=== SHORT EXERCISE ===
Can you print every record below exactly as written?

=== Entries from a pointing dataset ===
■ ■ ■ ■ ■
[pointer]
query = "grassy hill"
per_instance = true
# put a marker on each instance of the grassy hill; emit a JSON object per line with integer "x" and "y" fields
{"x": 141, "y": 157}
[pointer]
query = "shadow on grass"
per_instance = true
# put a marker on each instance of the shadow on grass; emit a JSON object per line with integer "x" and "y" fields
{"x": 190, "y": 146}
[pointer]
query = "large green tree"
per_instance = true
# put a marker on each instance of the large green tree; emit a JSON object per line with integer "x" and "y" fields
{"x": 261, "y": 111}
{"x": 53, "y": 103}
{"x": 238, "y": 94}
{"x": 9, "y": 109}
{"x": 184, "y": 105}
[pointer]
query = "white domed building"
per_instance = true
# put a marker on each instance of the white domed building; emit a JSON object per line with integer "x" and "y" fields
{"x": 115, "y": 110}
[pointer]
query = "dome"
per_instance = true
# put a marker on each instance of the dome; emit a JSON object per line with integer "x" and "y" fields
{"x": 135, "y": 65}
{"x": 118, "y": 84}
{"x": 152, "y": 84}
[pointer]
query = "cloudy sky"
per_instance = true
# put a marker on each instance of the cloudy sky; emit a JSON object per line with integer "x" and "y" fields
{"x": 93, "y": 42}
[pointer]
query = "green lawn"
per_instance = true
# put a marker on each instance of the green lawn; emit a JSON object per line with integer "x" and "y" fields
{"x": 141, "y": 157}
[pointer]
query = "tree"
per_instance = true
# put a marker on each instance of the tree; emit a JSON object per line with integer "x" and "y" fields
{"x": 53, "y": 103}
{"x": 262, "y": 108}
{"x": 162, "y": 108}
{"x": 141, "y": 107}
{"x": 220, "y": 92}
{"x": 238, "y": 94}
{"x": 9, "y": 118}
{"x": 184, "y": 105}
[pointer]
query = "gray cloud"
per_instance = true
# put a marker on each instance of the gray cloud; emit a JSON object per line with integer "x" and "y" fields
■ ■ ■ ■ ■
=== SOLUTION TO THE PROBLEM ===
[pointer]
query = "grassy hill"
per_instance = true
# put a marker on each instance of the grassy hill; emit a JSON object per line with integer "x" and "y" fields
{"x": 141, "y": 157}
[pointer]
query = "shadow on grass"
per_instance = true
# put a marker on each instance of the shadow on grass; emit a JSON object per line with integer "x" and "y" fields
{"x": 190, "y": 146}
[pointer]
query = "large green tree"
per_instance = true
# put a marker on each instance of the large green tree; emit a JSON object per line with integer "x" and "y" fields
{"x": 261, "y": 111}
{"x": 53, "y": 103}
{"x": 238, "y": 94}
{"x": 9, "y": 109}
{"x": 184, "y": 105}
[pointer]
query = "white domed building"
per_instance = true
# put a marker on each instance of the white domed building; emit a JSON object per line with integer "x" and "y" fields
{"x": 115, "y": 110}
[pointer]
query = "dome"
per_instance = true
# put a marker on each instance of the dome; emit a JSON object per line with integer "x" and "y" fields
{"x": 135, "y": 65}
{"x": 118, "y": 84}
{"x": 152, "y": 84}
[pointer]
query = "cloudy sky"
per_instance = true
# put a marker on each instance of the cloudy sky; emit a JSON object per line with integer "x" and "y" fields
{"x": 93, "y": 42}
[pointer]
query = "green lawn"
per_instance = true
# put a marker on each instance of the green lawn; emit a JSON object per line with integer "x" and "y" fields
{"x": 141, "y": 157}
[pointer]
query = "tree"
per_instance = true
# put a marker on each instance of the tree; emit a JSON object per line with integer "x" and "y" fields
{"x": 53, "y": 103}
{"x": 262, "y": 108}
{"x": 162, "y": 108}
{"x": 141, "y": 107}
{"x": 220, "y": 92}
{"x": 238, "y": 94}
{"x": 9, "y": 118}
{"x": 184, "y": 105}
[pointer]
query = "gray cloud"
per_instance = true
# put a marker on each instance of the gray cloud; emit a JSON object per line with integer "x" and "y" fields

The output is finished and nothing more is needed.